:: SET TASK ::
Can you repeat the material from its start through the line containing "[(187, 77)]", inclusive, substituting "large stone" for "boulder" and leaving everything else unchanged?
"""
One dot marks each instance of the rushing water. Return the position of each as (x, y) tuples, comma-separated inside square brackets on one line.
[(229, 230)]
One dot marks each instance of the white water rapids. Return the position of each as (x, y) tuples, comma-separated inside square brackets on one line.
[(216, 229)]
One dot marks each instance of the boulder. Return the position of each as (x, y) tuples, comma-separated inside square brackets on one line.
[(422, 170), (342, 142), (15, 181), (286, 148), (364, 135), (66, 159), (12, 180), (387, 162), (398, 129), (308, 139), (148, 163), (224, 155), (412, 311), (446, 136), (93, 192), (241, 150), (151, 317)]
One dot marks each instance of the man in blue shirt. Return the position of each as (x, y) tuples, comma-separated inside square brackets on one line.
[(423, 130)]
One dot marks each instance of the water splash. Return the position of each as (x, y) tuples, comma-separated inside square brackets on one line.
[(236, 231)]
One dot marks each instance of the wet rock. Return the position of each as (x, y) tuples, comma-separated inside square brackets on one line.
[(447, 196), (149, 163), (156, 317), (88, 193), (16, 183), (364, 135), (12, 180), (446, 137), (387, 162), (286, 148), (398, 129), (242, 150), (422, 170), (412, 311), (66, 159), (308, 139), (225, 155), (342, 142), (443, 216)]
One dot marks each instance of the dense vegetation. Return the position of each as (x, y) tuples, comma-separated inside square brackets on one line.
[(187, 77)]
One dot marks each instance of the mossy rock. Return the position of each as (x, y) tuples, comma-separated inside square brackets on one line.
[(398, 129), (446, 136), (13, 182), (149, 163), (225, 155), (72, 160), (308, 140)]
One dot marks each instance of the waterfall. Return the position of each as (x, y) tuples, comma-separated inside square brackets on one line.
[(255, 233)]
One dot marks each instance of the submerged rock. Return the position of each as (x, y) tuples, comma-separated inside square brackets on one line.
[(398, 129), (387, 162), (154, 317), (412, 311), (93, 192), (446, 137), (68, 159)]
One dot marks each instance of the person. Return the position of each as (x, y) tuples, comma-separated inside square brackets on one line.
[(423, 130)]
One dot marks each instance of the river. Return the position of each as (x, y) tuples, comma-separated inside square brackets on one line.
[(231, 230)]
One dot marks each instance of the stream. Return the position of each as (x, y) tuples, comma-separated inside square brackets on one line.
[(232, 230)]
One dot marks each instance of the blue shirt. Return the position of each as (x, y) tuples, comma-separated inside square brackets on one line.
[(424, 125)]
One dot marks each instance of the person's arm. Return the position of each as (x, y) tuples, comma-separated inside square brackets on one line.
"""
:: SOLUTION TO THIS EXERCISE ::
One dot marks each instance of the rushing water. Return the position of each as (x, y) tuples, comma-separated inside square brackets on one line.
[(229, 230)]
One dot marks each instance of the white water rapids. Return the position of each as (x, y) tuples, comma-separated inside square brackets on one line.
[(216, 229)]
One dot marks each instance of the large stone. Return the position of each as (x, y) tuples, comma-separated inside square brackets on one line.
[(422, 170), (342, 142), (15, 181), (286, 148), (364, 135), (66, 159), (12, 180), (387, 162), (398, 129), (308, 139), (148, 163), (224, 155), (412, 311), (446, 136), (93, 192), (241, 150), (151, 317)]
One dot marks each instance of the man in blue shirt. Return the position of each as (x, y) tuples, comma-separated inside square brackets on one line.
[(423, 130)]
One dot marks each instance of the water splash. Return the position of each as (x, y) tuples, comma-separated inside square brackets on one line.
[(236, 231)]
One dot marks each instance of the wet rock. Return the position of each as (x, y) tuples, comma-separated inside square brackets on one line.
[(447, 196), (149, 163), (156, 317), (88, 193), (16, 183), (364, 135), (12, 180), (446, 137), (387, 162), (286, 148), (398, 129), (242, 150), (422, 170), (412, 311), (66, 159), (308, 139), (225, 155), (342, 142), (443, 216)]
One dot marks each instance of the dense vegetation. Return the position of each as (x, y) tuples, comma-separated inside square brackets on one line.
[(187, 77)]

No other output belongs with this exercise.